Contas laranjas ajudam a lavar trilhões e tornam o Brasil alvo global do crime organizado
Estudo internacional mostra como falta de punição favorece uso de contas de passagem por organizações criminosas; Brasil se destaca negativamente no cenário global

São Paulo, abril de 2025 – Em meio ao crescimento avassalador da economia paralela do crime organizado, o sistema financeiro brasileiro enfrenta um dos seus maiores desafios: o uso desenfreado de contas laranjas. Essas contas, abertas ou usadas por terceiros com o intuito de ocultar a origem de valores ilícitos, têm se tornado a pedra angular de uma rede global de fraudes, tráfico de drogas, lavagem de dinheiro e cibercrimes.
Segundo o Global Mules Report 2024, divulgado pela empresa de segurança digital BioCatch, mais de US$ 3,1 trilhões circularam em dinheiro ilegal pelo sistema financeiro global no último ano. E uma parte importante dessa cifra passou pelas quase 2 milhões de contas laranjas identificadas em 257 instituições financeiras de 21 países. O Brasil ocupa posição de destaque nessa estatística — mas pelas razões erradas.
No país, a fragilidade da legislação penal aliada à ausência de mecanismos eficazes de responsabilização tornou o uso dessas contas uma estratégia de baixo risco e alto retorno para criminosos. Enquanto nos Estados Unidos a pena média por lavagem de dinheiro gira em torno de 71 meses de prisão, e pode chegar a 14 anos no Reino Unido ou até prisão perpétua na Austrália, o Brasil carece de um sistema que puna diretamente o usuário ou cúmplice da conta de passagem.
“A ausência de punições efetivas cria um incentivo econômico para o uso de contas laranjas”, afirma Cassiano Cavalcanti, Diretor de Pré-Vendas LATAM da BioCatch. “Isso não apenas favorece fraudes e golpes, mas também permite que crimes como tráfico de drogas e sequestros continuem se expandindo pelo país.”
Dados reforçam dimensão do problema
De acordo com o relatório de Identidade Digital e Fraude 2025, do Serasa Experian, 51% dos entrevistados já foram vítimas de fraudes — um aumento significativo em relação aos 42% registrados no ano anterior. Entre as principais modalidades, o uso de contas laranja aparece como um fator crítico, com golpes envolvendo boletos falsos ou Pix fraudulento representando 32% dos casos.

• [Linhas de dados]:
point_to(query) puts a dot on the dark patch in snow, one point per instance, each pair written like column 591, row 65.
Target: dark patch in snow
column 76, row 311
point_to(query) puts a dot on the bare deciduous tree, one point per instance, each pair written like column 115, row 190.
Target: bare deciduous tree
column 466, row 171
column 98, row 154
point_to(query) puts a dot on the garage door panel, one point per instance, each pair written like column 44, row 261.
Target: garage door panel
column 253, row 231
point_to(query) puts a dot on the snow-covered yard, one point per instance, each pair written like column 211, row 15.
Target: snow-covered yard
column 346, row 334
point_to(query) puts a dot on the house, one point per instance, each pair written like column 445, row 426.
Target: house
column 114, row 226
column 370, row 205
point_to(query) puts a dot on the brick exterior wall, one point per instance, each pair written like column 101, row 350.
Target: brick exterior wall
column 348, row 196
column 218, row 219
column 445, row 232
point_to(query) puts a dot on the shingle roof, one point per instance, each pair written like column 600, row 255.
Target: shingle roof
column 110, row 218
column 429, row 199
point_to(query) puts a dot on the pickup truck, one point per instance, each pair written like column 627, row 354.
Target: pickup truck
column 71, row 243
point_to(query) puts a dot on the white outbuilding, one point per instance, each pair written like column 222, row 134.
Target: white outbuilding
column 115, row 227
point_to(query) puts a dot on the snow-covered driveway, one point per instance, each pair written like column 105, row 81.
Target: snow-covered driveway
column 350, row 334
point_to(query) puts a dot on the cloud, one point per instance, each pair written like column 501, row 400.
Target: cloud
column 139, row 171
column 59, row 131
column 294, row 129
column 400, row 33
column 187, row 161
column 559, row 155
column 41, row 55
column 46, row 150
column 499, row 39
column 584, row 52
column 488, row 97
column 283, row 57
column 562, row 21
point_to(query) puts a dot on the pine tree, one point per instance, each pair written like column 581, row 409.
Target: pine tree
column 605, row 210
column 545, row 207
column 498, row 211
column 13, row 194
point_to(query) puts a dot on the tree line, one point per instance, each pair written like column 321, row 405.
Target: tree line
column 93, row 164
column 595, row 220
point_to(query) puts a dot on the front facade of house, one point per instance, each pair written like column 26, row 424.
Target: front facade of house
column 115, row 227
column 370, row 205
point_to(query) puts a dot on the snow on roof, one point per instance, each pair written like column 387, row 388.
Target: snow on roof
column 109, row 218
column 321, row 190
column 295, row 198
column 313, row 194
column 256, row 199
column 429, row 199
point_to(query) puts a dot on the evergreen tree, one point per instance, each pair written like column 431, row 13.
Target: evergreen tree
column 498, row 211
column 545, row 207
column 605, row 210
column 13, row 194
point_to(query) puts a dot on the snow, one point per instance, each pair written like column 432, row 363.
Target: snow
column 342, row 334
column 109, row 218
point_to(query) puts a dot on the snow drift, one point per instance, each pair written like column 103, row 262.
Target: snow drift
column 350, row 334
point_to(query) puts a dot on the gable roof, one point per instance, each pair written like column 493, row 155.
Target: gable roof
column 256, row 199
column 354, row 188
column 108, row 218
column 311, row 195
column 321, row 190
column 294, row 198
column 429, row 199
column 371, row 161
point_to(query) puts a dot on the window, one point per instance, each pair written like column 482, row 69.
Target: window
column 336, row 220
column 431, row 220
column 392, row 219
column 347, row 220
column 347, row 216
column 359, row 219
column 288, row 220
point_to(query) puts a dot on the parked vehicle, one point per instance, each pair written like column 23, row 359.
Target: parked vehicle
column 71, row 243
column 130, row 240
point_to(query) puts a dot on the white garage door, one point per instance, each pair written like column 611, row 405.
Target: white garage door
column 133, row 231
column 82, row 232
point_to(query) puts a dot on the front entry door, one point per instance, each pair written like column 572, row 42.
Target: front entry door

• [Objetivo]:
Reproduza fielmente o trecho do texto sobre contas laranjas que começa nas palavras "Contas laranjas ajudam" e termina após "dinheiro e cibercrimes.". Os dados não têm qualquer papel no que se pede aqui.

• [Resolução]:
Contas laranjas ajudam a lavar trilhões e tornam o Brasil alvo global do crime organizado
Estudo internacional mostra como falta de punição favorece uso de contas de passagem por organizações criminosas; Brasil se destaca negativamente no cenário global

São Paulo, abril de 2025 – Em meio ao crescimento avassalador da economia paralela do crime organizado, o sistema financeiro brasileiro enfrenta um dos seus maiores desafios: o uso desenfreado de contas laranjas. Essas contas, abertas ou usadas por terceiros com o intuito de ocultar a origem de valores ilícitos, têm se tornado a pedra angular de uma rede global de fraudes, tráfico de drogas, lavagem de dinheiro e cibercrimes.